SELECTED EXCERPT:
6.4 Numerical Inverse Design with scipy

When the forward model is more complex (non-analytic, simulated), we solve the inverse problem numerically using a nonlinear least-squares formulation.

Code
from scipy.optimize import least_squares

def residuals(params, W_target, L_target, rho_target, m, n):
    """
    Residuals for inverse design: [W_error, L_error, rho_error].
    params = [alpha, log_a, log_b]  (log-parameterize to enforce positivity)
    """
    alpha = params[0]
    a = np.exp(params[1])
    b = np.exp(params[2])
    fwd = miura_forward(alpha, m, n, a, b)
    return np.array([
        (fwd['W_dep'] - W_target) / W_target,
        (fwd['L_dep'] - L_target) / L_target,
        (fwd['rho']   - rho_target) / rho_target,
    ])


# Solve numerically (should recover same result as analytic solution)
m, n = 6, 4
x0 = np.array([0.3, np.log(0.1), np.log(0.05)])  # initial guess
result = least_squares(
    residuals, x0,
    args=(W_target, L_target, rho_target, m, n),
    method='lm',
    ftol=1e-12, xtol=1e-12
)

alpha_num = result.x[0]
a_num = np.exp(result.x[1])
b_num = np.exp(result.x[2])

print("=== Numerical Inverse Design ===")
print(f"α = {np.degrees(alpha_num):.4f}°  (analytic: {np.degrees(alpha):.4f}°)")
print(f"a = {a_num*1000:.4f}mm  (analytic: {a*1000:.4f}mm)")
print(f"b = {b_num*1000:.4f}mm  (analytic: {b*1000:.4f}mm)")
print(f"Residual norm: {np.linalg.norm(result.fun):.2e}")

6.5 Ill-Posedness and Regularization

The inverse problem is ill-posed when there are fewer constraints than parameters, or when multiple solutions produce nearly the same forward output. A common remedy is Tikhonov regularization: add a penalty term that prefers solutions near a nominal design \(\boldsymbol{\theta}_0\):

\[\min_{\boldsymbol{\theta}} \quad \|\mathbf{r}(\boldsymbol{\theta})\|^2 + \lambda \|\boldsymbol{\theta} - \boldsymbol{\theta}_0\|^2 \tag{6.7}\]

Code
def regularized_residuals(params, W_target, L_target, rho_target, m, n, theta0, lam):
    """Residuals including Tikhonov regularization."""

PROVIDED DATA:
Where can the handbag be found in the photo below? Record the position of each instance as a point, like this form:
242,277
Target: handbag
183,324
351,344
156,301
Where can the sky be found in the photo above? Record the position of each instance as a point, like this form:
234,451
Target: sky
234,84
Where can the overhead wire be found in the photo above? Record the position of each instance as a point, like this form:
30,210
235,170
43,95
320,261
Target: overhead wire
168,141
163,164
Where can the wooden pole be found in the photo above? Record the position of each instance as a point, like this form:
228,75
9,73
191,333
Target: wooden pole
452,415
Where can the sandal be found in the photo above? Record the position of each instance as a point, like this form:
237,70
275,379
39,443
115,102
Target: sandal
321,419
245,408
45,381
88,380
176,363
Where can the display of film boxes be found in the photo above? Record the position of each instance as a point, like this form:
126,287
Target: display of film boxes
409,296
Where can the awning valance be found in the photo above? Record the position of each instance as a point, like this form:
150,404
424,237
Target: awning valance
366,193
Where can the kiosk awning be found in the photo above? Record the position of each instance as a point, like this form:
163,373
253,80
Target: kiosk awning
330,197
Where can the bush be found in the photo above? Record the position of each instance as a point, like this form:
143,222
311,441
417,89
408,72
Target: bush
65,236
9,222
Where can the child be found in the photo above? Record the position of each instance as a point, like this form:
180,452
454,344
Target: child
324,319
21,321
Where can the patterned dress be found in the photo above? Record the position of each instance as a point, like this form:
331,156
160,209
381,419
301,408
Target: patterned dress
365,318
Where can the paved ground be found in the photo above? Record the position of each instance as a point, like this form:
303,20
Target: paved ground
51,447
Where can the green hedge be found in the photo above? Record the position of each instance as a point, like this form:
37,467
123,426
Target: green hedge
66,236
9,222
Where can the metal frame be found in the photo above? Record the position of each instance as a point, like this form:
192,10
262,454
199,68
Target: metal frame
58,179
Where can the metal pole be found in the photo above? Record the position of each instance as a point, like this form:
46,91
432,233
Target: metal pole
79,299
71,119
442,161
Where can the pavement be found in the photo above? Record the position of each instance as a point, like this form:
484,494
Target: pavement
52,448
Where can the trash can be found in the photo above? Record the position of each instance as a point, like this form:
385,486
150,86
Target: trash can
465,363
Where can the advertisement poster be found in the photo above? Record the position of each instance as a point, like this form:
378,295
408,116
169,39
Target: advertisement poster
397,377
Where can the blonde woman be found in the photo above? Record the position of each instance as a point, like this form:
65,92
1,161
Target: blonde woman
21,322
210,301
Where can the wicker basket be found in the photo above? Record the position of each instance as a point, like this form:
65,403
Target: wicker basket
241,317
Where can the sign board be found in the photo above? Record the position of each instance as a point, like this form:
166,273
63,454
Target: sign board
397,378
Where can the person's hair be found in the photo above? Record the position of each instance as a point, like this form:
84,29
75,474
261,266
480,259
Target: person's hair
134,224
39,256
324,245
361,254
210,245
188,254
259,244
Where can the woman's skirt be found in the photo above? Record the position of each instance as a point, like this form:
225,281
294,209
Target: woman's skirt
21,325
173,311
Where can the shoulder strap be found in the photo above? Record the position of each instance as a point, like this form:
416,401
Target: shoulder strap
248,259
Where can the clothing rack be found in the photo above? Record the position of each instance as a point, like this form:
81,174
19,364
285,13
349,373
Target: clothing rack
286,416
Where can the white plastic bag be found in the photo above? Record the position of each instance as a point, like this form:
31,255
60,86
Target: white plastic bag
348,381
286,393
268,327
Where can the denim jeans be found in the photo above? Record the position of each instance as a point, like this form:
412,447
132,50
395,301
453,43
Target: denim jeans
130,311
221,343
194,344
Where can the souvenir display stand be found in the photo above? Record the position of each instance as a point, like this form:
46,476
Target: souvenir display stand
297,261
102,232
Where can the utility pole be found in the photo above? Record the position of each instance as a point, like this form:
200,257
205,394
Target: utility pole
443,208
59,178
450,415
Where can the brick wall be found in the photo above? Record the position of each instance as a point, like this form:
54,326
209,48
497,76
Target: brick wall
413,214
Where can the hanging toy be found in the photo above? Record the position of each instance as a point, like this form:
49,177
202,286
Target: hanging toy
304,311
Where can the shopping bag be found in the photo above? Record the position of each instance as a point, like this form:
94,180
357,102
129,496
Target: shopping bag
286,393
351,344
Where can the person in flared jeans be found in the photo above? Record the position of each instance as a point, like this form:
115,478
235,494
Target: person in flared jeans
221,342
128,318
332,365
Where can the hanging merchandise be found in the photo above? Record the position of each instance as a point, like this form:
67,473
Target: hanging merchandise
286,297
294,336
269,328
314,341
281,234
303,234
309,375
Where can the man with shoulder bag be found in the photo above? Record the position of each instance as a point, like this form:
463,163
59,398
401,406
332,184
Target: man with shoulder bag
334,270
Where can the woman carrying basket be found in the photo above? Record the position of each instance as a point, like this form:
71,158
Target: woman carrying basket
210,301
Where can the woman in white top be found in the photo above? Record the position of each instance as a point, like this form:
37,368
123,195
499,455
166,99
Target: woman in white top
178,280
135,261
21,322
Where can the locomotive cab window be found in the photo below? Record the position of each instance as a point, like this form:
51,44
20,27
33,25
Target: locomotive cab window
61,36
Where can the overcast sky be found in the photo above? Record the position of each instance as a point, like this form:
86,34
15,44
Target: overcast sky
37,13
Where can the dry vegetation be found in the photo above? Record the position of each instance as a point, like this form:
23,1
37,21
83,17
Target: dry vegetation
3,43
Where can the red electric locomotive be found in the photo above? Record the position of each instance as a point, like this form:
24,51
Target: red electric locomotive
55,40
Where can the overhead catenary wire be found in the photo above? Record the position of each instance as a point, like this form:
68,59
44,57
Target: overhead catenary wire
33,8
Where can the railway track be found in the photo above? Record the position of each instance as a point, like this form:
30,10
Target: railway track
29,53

SET TASKS:
a. Summarize the excerpt on numerical inverse design in two sentences.
b. Transcribe the portion of the excerpt on numerical inverse design starting with "params = [alpha, log_a, log_b]" and going on through "miura_forward(alpha, m, n, a, b)", keeping every word unchanged.

RESPONSES PER TASK:
a. When the forward model is more complex, such as non-analytic or simulated, the inverse problem is solved numerically with a nonlinear least-squares formulation. The problem is ill-posed when there are fewer constraints than parameters or when multiple solutions produce nearly the same forward output, and a common remedy is Tikhonov regularization, which adds a penalty term that prefers solutions near a nominal design.

b.
params = [alpha, log_a, log_b]  (log-parameterize to enforce positivity)
    """
    alpha = params[0]
    a = np.exp(params[1])
    b = np.exp(params[2])
    fwd = miura_forward(alpha, m, n, a, b)